What the task requires:
Please copy out each entry, word for word.

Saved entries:
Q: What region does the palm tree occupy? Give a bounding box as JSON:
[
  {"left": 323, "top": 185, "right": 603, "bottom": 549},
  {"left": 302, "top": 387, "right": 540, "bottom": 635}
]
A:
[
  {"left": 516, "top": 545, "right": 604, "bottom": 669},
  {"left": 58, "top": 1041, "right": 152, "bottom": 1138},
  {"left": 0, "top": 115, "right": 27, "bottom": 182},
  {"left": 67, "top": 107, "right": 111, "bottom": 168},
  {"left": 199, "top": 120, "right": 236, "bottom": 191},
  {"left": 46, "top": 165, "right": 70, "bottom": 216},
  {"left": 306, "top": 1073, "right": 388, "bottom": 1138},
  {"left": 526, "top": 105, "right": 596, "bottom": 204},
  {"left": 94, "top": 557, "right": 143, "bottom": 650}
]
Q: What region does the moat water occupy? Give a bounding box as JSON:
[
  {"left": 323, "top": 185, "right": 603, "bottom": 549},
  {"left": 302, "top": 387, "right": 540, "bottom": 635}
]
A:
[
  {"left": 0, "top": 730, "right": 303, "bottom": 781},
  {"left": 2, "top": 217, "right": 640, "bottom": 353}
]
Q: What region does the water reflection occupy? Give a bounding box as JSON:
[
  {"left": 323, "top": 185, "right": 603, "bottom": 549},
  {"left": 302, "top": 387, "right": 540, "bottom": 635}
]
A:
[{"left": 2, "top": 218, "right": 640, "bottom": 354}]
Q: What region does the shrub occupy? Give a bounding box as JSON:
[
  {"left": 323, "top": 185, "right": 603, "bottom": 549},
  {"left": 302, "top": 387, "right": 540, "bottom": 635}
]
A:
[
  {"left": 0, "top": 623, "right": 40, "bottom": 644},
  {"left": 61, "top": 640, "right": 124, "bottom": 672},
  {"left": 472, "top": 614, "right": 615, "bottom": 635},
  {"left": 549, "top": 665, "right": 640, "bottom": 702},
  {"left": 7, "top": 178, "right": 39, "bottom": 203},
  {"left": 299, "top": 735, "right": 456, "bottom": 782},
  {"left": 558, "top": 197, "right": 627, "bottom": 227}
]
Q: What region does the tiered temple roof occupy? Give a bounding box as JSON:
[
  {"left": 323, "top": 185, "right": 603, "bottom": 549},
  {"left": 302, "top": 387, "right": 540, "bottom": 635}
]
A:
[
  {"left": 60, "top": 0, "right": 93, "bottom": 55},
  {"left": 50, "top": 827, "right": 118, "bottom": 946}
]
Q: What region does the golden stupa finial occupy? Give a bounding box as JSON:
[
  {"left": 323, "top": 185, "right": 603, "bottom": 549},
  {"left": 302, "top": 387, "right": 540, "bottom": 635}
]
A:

Expected output:
Q: What region does the palm tree occupy? Give a bounding box as JSON:
[
  {"left": 323, "top": 185, "right": 603, "bottom": 549},
  {"left": 302, "top": 387, "right": 540, "bottom": 635}
]
A:
[
  {"left": 516, "top": 545, "right": 604, "bottom": 669},
  {"left": 58, "top": 1041, "right": 152, "bottom": 1138},
  {"left": 0, "top": 115, "right": 27, "bottom": 182},
  {"left": 67, "top": 107, "right": 111, "bottom": 168},
  {"left": 199, "top": 120, "right": 236, "bottom": 191},
  {"left": 46, "top": 165, "right": 70, "bottom": 216},
  {"left": 306, "top": 1073, "right": 388, "bottom": 1138},
  {"left": 526, "top": 105, "right": 596, "bottom": 204},
  {"left": 94, "top": 557, "right": 143, "bottom": 650}
]
Q: What region does the moat water occupy? Give a bounding box as JSON:
[
  {"left": 323, "top": 185, "right": 603, "bottom": 549},
  {"left": 302, "top": 387, "right": 540, "bottom": 635}
]
A:
[
  {"left": 0, "top": 730, "right": 303, "bottom": 781},
  {"left": 2, "top": 217, "right": 640, "bottom": 353}
]
Q: What region does the water reflection occupy? Give a bounding box as JSON:
[
  {"left": 323, "top": 185, "right": 603, "bottom": 549},
  {"left": 302, "top": 387, "right": 540, "bottom": 635}
]
A:
[{"left": 2, "top": 218, "right": 640, "bottom": 354}]
Q: What region does the shrub occupy? Give a bounding box as JSON:
[
  {"left": 323, "top": 185, "right": 603, "bottom": 549},
  {"left": 302, "top": 387, "right": 540, "bottom": 635}
]
A:
[
  {"left": 0, "top": 623, "right": 40, "bottom": 644},
  {"left": 61, "top": 640, "right": 124, "bottom": 672},
  {"left": 472, "top": 614, "right": 615, "bottom": 635},
  {"left": 549, "top": 665, "right": 640, "bottom": 702},
  {"left": 7, "top": 178, "right": 39, "bottom": 203},
  {"left": 299, "top": 735, "right": 456, "bottom": 782},
  {"left": 558, "top": 197, "right": 627, "bottom": 227}
]
Q: What region does the tiered temple roof occupy? Give a bounding box as JSON:
[
  {"left": 323, "top": 185, "right": 603, "bottom": 549},
  {"left": 302, "top": 387, "right": 540, "bottom": 635}
]
A:
[
  {"left": 60, "top": 0, "right": 93, "bottom": 55},
  {"left": 50, "top": 827, "right": 118, "bottom": 946}
]
Q: What region does the golden stupa finial occupy? Give a bounding box as JSON:
[
  {"left": 323, "top": 185, "right": 603, "bottom": 549},
  {"left": 302, "top": 387, "right": 540, "bottom": 635}
]
A:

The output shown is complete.